- [Source passage]:
-*-*-

Had the drug-trafficking charges against Torrijos stuck in 1978, there would have been no prospect of ratifying the treaties with the United States. On 16 March, however, the Neutrality Act passed the Senate by one vote more than the two-thirds majority required. Carter later recalled, ‘I had never been more tense in my life as we listened to each vote shouted out on the radio.’
96
Apparently unknown to Carter and US intelligence, Leonov arrived in Panama City on 22 March for six days of talks with Torrijos, bringing with him presents for the Torrijos family with a total value of 3,500 rubles. Torrijos used the secret talks with Leonov partly to get off his chest in private the loathing of the
Yanquis
which he dared not express in public. ‘I hate the United States’, he told Leonov, ‘but my position forces me to tolerate a great deal. How I envy Fidel Castro!’
The biggest strain of all had been dealing with the US Senate:
From November of last year up to March of this year, there have been 50 senators in Panama at our invitation. I worked with all of them personally, and it was a heavy cross for me to bear. Almost all of the senators are crude, arrogant, and unwilling to listen to any arguments from the other side . . . They are cavemen whose thought processes belong to the previous century.
Torrijos also had a personal scorn for Carter, whose inadequacy as President was ‘a painful thing to see’.
97
Carter, by contrast, had a somewhat naive admiration for Torrijos. ‘No one’, he believed, ‘could have handled the affairs of Panama and its people more effectively than had this quiet and courageous leader.’
98
Though the KGB flattered Torrijos skilfully, they did not share Carter’s unreciprocated respect for him. Torrijos’s KGB file contains a description of him by Allende as ‘a lecher’.
99
Given his own promiscuity, Allende presumably intended to imply that Torrijos’s sexual liaisons were conducted with less dignity than his own. Torrijos’s current girlfriend at the time of his sudden death in 1981 was a student friend of one of his own illegitimate daughters.
100
The Torrijos file also includes Cuban intelligence reports about his involvement, along with some members of his family and inner circle, with the drug trade and other international criminal networks.
101
Torrijos’s Panama began to rival Batista’s Cuba as a magnet for Mafia money-laundering, arms smuggling and contraband.

-*-*-

- [Prompt]: Carry on the passage about Torrijos and Panama's dealings with the United States and the KGB, picking up right after its final sentence.

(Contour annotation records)
-*-*-

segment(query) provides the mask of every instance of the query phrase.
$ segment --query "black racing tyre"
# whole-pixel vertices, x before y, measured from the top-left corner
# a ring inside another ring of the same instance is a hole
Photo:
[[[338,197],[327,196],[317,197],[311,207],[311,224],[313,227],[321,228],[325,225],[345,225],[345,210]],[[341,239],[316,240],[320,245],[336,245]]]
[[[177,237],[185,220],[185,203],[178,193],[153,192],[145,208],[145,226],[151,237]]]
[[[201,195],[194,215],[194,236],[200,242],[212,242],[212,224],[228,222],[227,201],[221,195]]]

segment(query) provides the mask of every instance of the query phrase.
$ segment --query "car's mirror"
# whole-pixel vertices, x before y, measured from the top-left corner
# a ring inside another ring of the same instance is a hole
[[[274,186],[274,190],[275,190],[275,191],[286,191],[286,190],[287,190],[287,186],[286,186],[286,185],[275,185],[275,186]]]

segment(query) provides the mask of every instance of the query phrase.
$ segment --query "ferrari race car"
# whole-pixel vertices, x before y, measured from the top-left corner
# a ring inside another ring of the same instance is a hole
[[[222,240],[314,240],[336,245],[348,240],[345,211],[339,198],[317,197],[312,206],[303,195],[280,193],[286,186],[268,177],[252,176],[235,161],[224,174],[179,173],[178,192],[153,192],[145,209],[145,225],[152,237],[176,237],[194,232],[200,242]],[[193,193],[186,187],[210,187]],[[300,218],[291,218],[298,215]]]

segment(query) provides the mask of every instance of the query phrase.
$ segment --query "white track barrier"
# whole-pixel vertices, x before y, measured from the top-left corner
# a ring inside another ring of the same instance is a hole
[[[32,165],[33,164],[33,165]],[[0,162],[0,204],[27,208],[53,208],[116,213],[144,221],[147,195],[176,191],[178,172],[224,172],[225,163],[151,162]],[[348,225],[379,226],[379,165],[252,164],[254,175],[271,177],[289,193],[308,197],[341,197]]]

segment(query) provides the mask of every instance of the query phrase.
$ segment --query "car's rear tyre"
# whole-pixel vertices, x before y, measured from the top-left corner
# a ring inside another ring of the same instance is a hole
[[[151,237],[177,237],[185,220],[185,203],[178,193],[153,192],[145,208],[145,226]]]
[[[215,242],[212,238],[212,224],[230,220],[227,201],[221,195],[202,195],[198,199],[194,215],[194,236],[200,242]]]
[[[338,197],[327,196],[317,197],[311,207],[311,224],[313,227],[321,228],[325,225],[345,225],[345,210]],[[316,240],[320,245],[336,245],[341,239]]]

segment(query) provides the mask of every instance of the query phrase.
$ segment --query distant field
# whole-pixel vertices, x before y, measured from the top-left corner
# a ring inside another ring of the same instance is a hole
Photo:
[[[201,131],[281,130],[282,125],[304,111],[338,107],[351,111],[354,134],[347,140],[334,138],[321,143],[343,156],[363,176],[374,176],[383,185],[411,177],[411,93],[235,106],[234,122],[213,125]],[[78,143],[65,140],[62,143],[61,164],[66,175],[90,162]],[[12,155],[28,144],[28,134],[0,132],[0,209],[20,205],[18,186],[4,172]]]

-*-*-

- [Reply]:
102
The KGB regarded many of Torrijos’s personal mannerisms as somewhat pathetic imitations of Castro’s. Like Castro, he dressed in military fatigues, carried a pistol and smoked Cuban cigars (presented to him by Castro, each with a specially printed band inscribed with his name). Also like Castro, he kept his daily schedule and travel routes secret, and pretended to make spontaneous gestures and decisions which were in reality carefully premeditated. Torrijos regularly sought Castro’s advice on his negotiations with the United States, though the advice was so secret that it was concealed even from the Panamanian ambassador in Havana. The KGB reported that Noriega flew frequently to Havana in a private aircraft. As the KGB was aware, however, Noriega was also in contact with the CIA.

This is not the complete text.